> **THE TASK**:
Convert everything from the line containing "like [(237, 6)]." down to the line containing "[(160, 107)]" into a two-column CSV headed query_text and points, with one row pairing each text with its answer. Put each value in a single quoted field and replace its line breaks with spaces.

========================================================================

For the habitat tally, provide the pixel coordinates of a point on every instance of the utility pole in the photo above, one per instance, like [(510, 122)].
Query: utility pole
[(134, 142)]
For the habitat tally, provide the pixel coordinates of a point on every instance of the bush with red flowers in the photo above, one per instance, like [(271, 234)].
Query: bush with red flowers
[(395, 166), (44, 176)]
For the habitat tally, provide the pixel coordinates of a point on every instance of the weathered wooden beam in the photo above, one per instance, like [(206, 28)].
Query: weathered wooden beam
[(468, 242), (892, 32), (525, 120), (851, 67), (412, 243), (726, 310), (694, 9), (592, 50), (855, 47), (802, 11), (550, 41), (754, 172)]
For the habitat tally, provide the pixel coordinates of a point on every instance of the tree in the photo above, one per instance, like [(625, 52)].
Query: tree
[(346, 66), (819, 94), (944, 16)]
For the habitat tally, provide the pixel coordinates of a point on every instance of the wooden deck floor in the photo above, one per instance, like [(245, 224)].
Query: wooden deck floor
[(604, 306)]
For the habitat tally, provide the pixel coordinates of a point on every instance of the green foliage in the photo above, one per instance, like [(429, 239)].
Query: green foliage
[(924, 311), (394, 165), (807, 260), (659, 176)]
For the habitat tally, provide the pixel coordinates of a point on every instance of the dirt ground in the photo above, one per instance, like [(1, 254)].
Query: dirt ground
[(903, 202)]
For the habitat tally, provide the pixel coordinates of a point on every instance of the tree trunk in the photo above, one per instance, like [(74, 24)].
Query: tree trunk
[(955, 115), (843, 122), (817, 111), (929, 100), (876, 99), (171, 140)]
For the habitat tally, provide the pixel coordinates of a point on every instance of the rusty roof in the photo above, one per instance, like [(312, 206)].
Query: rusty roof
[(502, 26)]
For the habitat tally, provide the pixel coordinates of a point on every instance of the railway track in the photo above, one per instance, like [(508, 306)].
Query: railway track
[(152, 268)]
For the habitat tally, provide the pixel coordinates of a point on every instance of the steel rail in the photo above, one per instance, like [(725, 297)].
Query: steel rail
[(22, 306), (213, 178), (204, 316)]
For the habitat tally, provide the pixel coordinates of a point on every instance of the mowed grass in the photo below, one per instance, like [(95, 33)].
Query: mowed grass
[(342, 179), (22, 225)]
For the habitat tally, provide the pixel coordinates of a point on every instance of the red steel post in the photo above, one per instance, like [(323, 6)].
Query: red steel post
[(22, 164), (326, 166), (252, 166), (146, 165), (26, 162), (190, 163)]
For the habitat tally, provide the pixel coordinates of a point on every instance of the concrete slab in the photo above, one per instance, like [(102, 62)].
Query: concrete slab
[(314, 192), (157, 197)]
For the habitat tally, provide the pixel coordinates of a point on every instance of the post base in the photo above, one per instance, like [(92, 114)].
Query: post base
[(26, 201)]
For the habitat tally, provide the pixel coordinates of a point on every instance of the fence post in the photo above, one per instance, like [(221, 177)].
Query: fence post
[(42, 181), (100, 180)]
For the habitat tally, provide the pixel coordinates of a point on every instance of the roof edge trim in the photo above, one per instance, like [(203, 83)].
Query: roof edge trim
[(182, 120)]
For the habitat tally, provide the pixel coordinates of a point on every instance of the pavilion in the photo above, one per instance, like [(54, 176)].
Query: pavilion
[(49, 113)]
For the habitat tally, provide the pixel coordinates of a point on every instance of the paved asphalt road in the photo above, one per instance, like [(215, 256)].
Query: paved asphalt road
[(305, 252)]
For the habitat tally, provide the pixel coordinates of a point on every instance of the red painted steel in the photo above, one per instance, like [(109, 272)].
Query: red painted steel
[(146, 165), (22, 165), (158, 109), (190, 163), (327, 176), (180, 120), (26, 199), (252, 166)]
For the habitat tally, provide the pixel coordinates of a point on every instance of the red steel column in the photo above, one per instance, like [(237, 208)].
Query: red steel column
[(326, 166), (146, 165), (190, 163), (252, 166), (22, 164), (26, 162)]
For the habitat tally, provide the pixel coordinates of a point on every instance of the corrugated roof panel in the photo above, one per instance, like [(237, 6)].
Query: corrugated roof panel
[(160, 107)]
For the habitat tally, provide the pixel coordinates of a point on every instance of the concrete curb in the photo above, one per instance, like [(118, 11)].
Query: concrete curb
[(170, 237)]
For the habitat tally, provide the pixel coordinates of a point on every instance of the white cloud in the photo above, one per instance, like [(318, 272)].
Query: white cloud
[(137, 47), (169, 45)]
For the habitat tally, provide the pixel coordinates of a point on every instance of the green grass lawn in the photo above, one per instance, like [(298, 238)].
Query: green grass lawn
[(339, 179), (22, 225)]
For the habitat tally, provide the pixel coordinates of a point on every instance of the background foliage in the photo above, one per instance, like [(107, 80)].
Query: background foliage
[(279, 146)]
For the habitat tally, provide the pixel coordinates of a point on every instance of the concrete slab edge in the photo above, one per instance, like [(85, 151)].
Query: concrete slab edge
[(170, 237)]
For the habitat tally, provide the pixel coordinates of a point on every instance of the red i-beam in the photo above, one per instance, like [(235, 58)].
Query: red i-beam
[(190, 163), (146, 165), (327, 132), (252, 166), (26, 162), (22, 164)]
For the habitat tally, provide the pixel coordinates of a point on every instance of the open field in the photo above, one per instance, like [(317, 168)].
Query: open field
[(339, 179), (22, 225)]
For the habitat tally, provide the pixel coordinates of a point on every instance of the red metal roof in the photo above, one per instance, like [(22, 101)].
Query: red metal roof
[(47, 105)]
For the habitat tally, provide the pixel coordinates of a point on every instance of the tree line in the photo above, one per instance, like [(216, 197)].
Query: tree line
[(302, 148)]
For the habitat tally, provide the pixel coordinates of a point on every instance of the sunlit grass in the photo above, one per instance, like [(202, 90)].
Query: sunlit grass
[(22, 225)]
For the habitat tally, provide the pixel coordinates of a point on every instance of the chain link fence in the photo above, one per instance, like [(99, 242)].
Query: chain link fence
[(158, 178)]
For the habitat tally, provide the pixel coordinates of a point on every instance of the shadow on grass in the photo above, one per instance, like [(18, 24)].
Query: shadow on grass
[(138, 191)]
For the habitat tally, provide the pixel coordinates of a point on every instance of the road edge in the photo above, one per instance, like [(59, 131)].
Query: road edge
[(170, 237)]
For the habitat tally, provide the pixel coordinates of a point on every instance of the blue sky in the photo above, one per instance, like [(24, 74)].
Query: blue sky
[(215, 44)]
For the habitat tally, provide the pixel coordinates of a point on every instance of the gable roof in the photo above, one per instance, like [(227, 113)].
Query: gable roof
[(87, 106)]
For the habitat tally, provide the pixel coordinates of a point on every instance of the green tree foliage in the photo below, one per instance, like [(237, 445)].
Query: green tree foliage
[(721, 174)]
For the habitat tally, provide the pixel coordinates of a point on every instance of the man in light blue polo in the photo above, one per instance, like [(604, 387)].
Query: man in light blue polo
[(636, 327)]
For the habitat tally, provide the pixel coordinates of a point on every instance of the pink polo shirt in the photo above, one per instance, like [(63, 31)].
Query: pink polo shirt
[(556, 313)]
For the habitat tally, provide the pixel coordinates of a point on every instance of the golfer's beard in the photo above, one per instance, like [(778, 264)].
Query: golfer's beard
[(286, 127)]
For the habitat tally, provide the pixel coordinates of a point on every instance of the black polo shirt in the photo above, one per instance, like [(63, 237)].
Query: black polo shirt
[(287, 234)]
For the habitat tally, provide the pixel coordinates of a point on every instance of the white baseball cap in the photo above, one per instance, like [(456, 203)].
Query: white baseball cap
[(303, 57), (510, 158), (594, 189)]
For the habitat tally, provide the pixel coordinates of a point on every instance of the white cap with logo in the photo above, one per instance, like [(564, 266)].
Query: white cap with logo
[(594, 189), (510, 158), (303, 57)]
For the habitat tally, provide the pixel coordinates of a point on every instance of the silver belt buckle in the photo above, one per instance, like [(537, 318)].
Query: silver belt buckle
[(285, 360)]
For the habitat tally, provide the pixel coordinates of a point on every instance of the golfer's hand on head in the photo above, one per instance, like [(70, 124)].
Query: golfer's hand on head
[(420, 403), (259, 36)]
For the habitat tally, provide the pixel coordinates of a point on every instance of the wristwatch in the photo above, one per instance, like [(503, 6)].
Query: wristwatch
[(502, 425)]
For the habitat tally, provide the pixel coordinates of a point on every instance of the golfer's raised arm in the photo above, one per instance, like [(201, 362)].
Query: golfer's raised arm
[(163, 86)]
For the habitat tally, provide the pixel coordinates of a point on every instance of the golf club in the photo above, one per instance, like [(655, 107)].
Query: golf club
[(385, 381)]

========================================================================

> **EXERCISE RESULT**:
query_text,points
"For the habitat tally, provide the pixel coordinates of a point on every instance of the corrugated roof panel in the photo above, one per instance, like [(237, 6)]. Query: corrugated roof panel","[(160, 107)]"